Wir hören oft die Bemerkung: „Das hat mir wirklich die Augen geöffnet!“ Damit wird immer auf etwas Bezug genommen, was uns Dinge klarer verstehen läßt. Wer sich mit der Christlichen Wissenschaft befaßt, sieht die wahre Art des Seins jeden Tag klarer; denn es werden uns die Augen geöffnet, daß wir die harmonische und ewige Beziehung des Menschen zu Gott sehen. Dieses Öffnen der Augen kann ohne körperliche Anstrengung erfolgen. Wir brauchen nicht die Augenlider zu heben, um die Wahrheit zu sehen. Wir brauchen kein materielles Licht, um die göttliche Verwandtschaft des vollkommenen Gottes und des vollkommenen Menschen zu erkennen.
Eine bekannte biblische Geschichte, wo Augen zur Wahrnehmung der Wahrheit geöffnet wurden, finden wir im zweiten Buch von den Königen. Als der Diener Elisas die Stadt vom Feind belagert sah, kam Furcht über ihn. Elisa in seiner großen Weisheit sagte zu ihm, er solle sich nicht fürchten, und dann betete er (2. Kön. 6, 17): „Herr, öffne ihm die Augen, daß er sehe!“ Wir lesen, daß Gott dem Diener die Augen öffnete, und er sah, daß „der Berg voll feuriger Rosse und Wagen um Elisa her war.“ Elisa hatte nicht darum gebetet, daß dem Diener die leiblichen Augen geöffnet werden möchten, sondern daß sich sein Verständnis entfalte, damit er seine Furcht verliere und die Herrlichkeit Gottes und Seiner Macht erkenne.
☆ ☆ ☆ ☆
**Arbeitsanweisungen**
**1.** Schreibe aus dem Text über das Öffnen der Augen den Abschnitt zwischen „Wir hören oft“ und „Menschen zu erkennen.“ einschließlich wörtlich ab.
**2.** Beantworte anhand des Textes über das Öffnen der Augen kurz diese Fragen:
(a) Was brauchen wir laut Text nicht, um die göttliche Verwandtschaft des vollkommenen Gottes und des vollkommenen Menschen zu erkennen?
(b) Was kam über den Diener Elisas, als er die Stadt vom Feind belagert sah?
(c) Was sah der Diener, nachdem Gott ihm die Augen geöffnet hatte?
**3.** Bitte fahre mit dem Text über das Öffnen der Augen nach dessen letztem Satz fort.

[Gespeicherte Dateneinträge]
☆ ☆ ☆ ☆
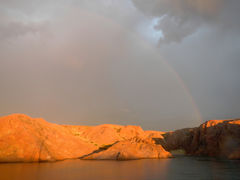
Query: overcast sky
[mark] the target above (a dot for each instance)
(159, 64)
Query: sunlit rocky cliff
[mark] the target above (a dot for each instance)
(26, 139)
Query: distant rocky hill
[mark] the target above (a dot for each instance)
(26, 139)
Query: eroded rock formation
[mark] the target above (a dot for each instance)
(26, 139)
(218, 138)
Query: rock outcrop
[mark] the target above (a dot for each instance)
(134, 148)
(216, 138)
(26, 139)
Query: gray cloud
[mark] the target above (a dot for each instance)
(181, 18)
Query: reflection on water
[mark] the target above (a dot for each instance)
(177, 168)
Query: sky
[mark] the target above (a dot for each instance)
(160, 64)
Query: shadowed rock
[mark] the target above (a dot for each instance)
(218, 138)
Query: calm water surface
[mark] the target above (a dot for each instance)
(192, 168)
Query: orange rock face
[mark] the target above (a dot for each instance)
(24, 139)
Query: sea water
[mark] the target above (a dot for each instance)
(181, 167)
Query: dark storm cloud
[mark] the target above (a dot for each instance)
(180, 18)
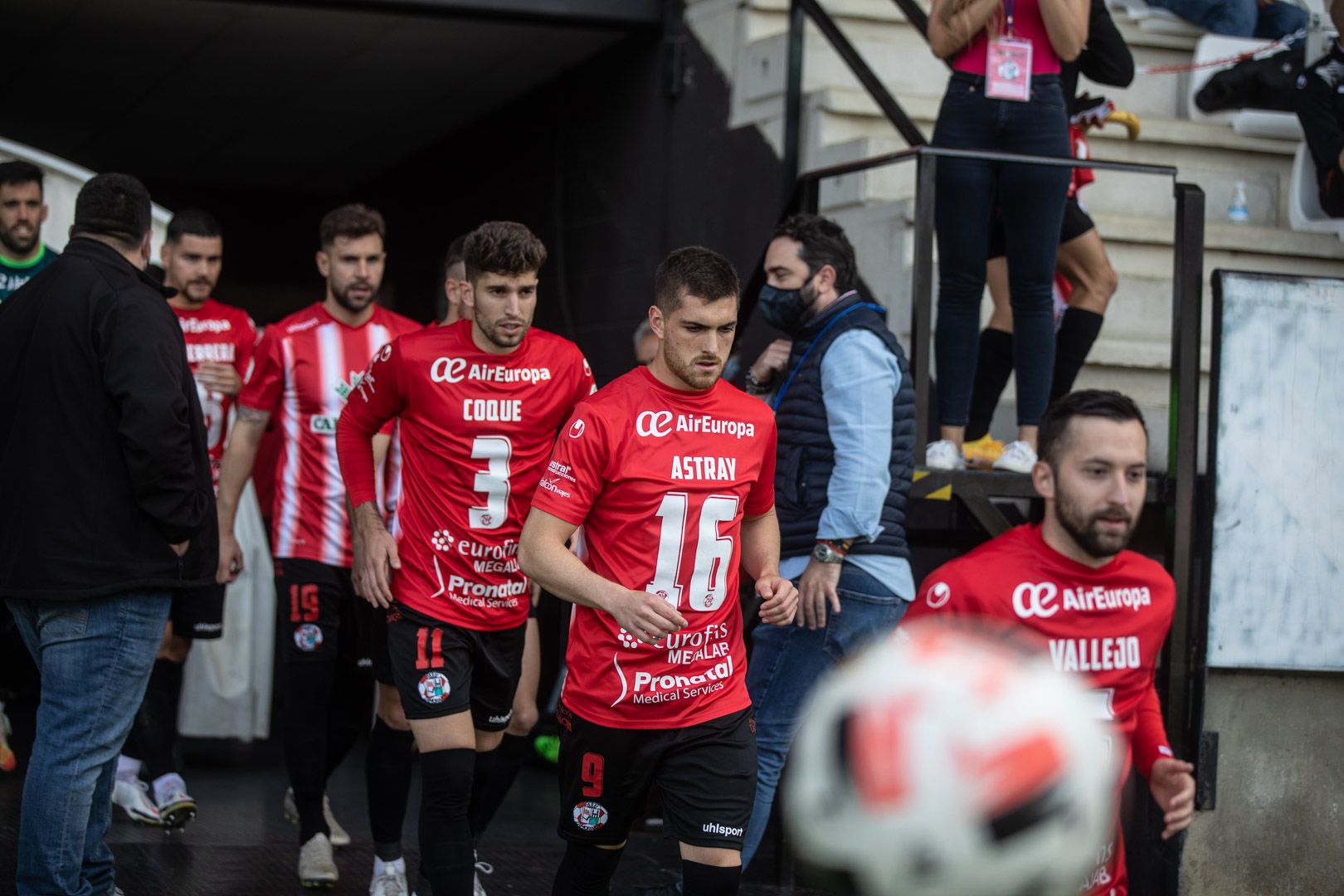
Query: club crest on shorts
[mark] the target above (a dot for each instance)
(308, 637)
(435, 687)
(590, 816)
☆ ☆ ☆ ☆
**Antworten der Reihe nach**
**1.**
Wir hören oft die Bemerkung: „Das hat mir wirklich die Augen geöffnet!“ Damit wird immer auf etwas Bezug genommen, was uns Dinge klarer verstehen läßt. Wer sich mit der Christlichen Wissenschaft befaßt, sieht die wahre Art des Seins jeden Tag klarer; denn es werden uns die Augen geöffnet, daß wir die harmonische und ewige Beziehung des Menschen zu Gott sehen. Dieses Öffnen der Augen kann ohne körperliche Anstrengung erfolgen. Wir brauchen nicht die Augenlider zu heben, um die Wahrheit zu sehen. Wir brauchen kein materielles Licht, um die göttliche Verwandtschaft des vollkommenen Gottes und des vollkommenen Menschen zu erkennen.

**2.**
(a) Kein materielles Licht.
(b) Furcht.
(c) Er sah, dass „der Berg voll feuriger Rosse und Wagen um Elisa her war“.

**3.**
Mary Baker Eddy schreibt in „Wissenschaft und Gesundheit mit Schlüssel zur Heiligen Schrift“ (S. 38) über Christus Jesus: „Zu denen, die in der Annahme der Sünde und des Selbst begraben waren, und die nur dem Genuß oder der Befriedigung der Sinne lebten, sagte er im Wesentlichen: ihr habt Augen und seht nicht und habt Ohren und hört nicht; auf daß ihr nicht versteht und euch bekehret, und ich euch heilte. Er lehrte, daß die materiellen Sinne die Wahrheit und ihre heilende Kraft ausschließen.“
Einem Christlichen Wissenschafter wurden vor vielen Jahren die Augen geöffnet. Er hatte das herrliche Vorrecht gehabt, von seinem fünften Lebensjahr an eine christlich-wissenschaftliche Sonntagsschule zu besuchen, war aber allmählich davon abgekommen, sich mit der Christlichen Wissenschaft zu befassen. Als er in die Welt hinauskam, erwarb er mehr und mehr die menschlichen Kenntnisse, von denen er glaubte, daß sie ihm in seinem Beruf am meisten helfen würden; aber er verlor die in seiner Jugend gelernten geistigen Wahrheiten aus den Augen. Später begann er die Kirche regelmäßig zu besuchen; doch begnügte er sich noch immer damit, mit dem wenigen auszukommen, das ihm von seinem Sonntagsschulbesuch in Erinnerung geblieben war, und machte keine Anstrengung, einen geistigeren Ausblick zu erlangen.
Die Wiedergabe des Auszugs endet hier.